=== PROBLEM TO WORK ON ===
Rewrite the data below with every "sample form" changed to "example format" and nothing else altered.

"""

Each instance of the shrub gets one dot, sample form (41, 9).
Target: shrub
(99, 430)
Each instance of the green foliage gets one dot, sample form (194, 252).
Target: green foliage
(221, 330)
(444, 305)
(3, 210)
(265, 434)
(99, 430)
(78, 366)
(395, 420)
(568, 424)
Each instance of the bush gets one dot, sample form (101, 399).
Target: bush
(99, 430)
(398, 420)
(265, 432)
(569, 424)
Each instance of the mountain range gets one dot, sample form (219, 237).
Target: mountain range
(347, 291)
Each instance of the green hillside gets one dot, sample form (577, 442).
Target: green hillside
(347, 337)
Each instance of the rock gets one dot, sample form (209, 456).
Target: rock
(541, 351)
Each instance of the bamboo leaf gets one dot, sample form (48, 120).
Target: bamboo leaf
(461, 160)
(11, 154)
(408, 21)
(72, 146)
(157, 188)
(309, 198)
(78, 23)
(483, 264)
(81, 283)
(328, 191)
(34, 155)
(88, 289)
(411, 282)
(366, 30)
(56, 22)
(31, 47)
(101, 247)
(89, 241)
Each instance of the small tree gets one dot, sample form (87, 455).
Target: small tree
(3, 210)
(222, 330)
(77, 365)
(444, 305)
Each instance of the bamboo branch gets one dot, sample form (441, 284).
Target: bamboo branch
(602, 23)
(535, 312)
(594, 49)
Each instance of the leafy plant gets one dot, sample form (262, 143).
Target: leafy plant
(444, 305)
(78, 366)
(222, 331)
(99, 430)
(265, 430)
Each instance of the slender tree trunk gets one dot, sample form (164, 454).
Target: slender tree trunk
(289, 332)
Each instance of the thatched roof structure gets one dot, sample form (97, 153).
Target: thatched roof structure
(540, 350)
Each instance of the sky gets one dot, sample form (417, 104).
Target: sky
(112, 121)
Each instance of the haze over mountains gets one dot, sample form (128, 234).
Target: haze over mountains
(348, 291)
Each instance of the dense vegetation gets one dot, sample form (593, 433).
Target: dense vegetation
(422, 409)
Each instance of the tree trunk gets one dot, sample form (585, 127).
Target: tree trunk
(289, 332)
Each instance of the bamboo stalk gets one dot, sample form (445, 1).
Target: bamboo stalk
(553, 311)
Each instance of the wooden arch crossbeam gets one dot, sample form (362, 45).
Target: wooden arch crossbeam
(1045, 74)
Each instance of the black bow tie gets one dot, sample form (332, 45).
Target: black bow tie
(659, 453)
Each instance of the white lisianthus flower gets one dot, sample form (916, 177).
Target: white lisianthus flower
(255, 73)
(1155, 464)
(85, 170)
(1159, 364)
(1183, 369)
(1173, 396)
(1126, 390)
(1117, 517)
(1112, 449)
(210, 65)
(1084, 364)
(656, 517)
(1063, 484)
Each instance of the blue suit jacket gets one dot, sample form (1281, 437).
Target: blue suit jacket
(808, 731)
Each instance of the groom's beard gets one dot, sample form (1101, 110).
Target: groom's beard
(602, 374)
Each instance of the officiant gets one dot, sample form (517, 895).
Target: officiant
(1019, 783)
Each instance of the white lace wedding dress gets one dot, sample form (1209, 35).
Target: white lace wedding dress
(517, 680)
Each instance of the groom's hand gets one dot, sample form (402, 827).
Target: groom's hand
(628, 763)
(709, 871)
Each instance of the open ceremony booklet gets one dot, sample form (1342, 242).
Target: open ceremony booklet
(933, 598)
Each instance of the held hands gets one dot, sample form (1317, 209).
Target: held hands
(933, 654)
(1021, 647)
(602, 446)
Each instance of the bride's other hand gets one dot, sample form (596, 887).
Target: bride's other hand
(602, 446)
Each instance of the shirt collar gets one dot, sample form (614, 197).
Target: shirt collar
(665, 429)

"""

=== RESPONSE FOR THIS EXERCISE ===
Each instance of the shrub gets one dot, example format (41, 9).
Target: shrub
(99, 430)
Each instance of the green foliage gets one dot, example format (194, 252).
Target: green foliage
(221, 330)
(444, 305)
(3, 210)
(265, 434)
(99, 430)
(78, 366)
(395, 420)
(568, 424)
Each instance of the bush gets one dot, example format (101, 399).
Target: bush
(99, 430)
(398, 420)
(265, 432)
(569, 424)
Each instance of the mountain range gets one dot, example format (219, 237).
Target: mountain range
(347, 291)
Each instance of the green hillside gets one dot, example format (577, 442).
Target: green hillside
(347, 337)
Each instance of the rock gets one dot, example format (209, 456).
Target: rock
(541, 351)
Each instance of the bamboo leaf gets one dot, example format (48, 120).
Target: bamboo leaf
(461, 160)
(11, 154)
(408, 21)
(72, 146)
(157, 188)
(309, 198)
(78, 23)
(483, 264)
(81, 283)
(328, 191)
(34, 155)
(88, 289)
(411, 282)
(366, 30)
(56, 22)
(31, 47)
(101, 247)
(89, 241)
Each instance of the small tree gets one dot, example format (87, 455).
Target: small tree
(3, 210)
(222, 330)
(77, 365)
(444, 305)
Each instance of the bamboo branch gets one dot, example format (441, 284).
Target: bamboo branch
(602, 23)
(535, 312)
(594, 49)
Each instance of the leafy plant gets one dot, example format (262, 143).
Target: leafy plant
(444, 305)
(78, 366)
(222, 331)
(99, 430)
(265, 430)
Each instance of the slender tree trunk gets one dot, example format (164, 454).
Target: slender tree trunk
(289, 332)
Each instance of the thatched roof structure gets one dot, example format (97, 153).
Target: thatched roof structure
(540, 350)
Each instance of the sky gets one dot, example format (417, 104).
Target: sky
(112, 121)
Each instance of the haze over mountains gets one dot, example format (128, 234).
Target: haze over mountains
(348, 291)
Each instance of the dense vegetation gets one dot, example format (593, 433).
Target: dense vegetation
(422, 409)
Each instance of the tree trunk gets one dot, example format (585, 127).
Target: tree trunk
(289, 332)
Each instance of the bamboo stalk gets one dot, example format (445, 1).
Target: bamboo stalk
(553, 311)
Each instance of the wooden arch crossbeam gets one dot, example format (362, 45).
Target: wooden arch crossbeam
(1045, 74)
Each instance of the black bow tie gets one dot, example format (332, 45).
Target: black bow tie
(659, 453)
Each instance of the white lisianthus flower gets one dot, example format (916, 177).
Target: white lisianthus flower
(255, 73)
(1155, 464)
(85, 170)
(1159, 364)
(1183, 369)
(1173, 396)
(1126, 390)
(1117, 517)
(1112, 449)
(210, 65)
(1084, 364)
(656, 517)
(1063, 484)
Each instance of the blue suit jacket gets one dot, example format (1281, 437).
Target: blue suit jacket
(808, 731)
Each instance of the groom's beard gets one dot, example format (1101, 110).
Target: groom's beard
(602, 374)
Each instance of the officiant gets one dot, example format (517, 895).
Target: officiant
(1019, 783)
Each instance of the white lace wedding dress gets one dot, example format (1209, 35).
Target: white lace wedding dress
(517, 680)
Each instance of the groom's hand gets one dot, example format (402, 827).
Target: groom's hand
(628, 763)
(709, 871)
Each instance of the open ceremony booklet gets one dot, example format (1342, 242).
Target: open ceremony booklet
(933, 598)
Each instance of the held hands gets one dot, example format (1317, 209).
Target: held hands
(933, 654)
(1021, 647)
(602, 446)
Each instance of the bride's other hand gets one dot, example format (596, 887).
Target: bride's other hand
(602, 446)
Each instance of the shirt collar gets one dot, example format (614, 197).
Target: shirt collar
(665, 429)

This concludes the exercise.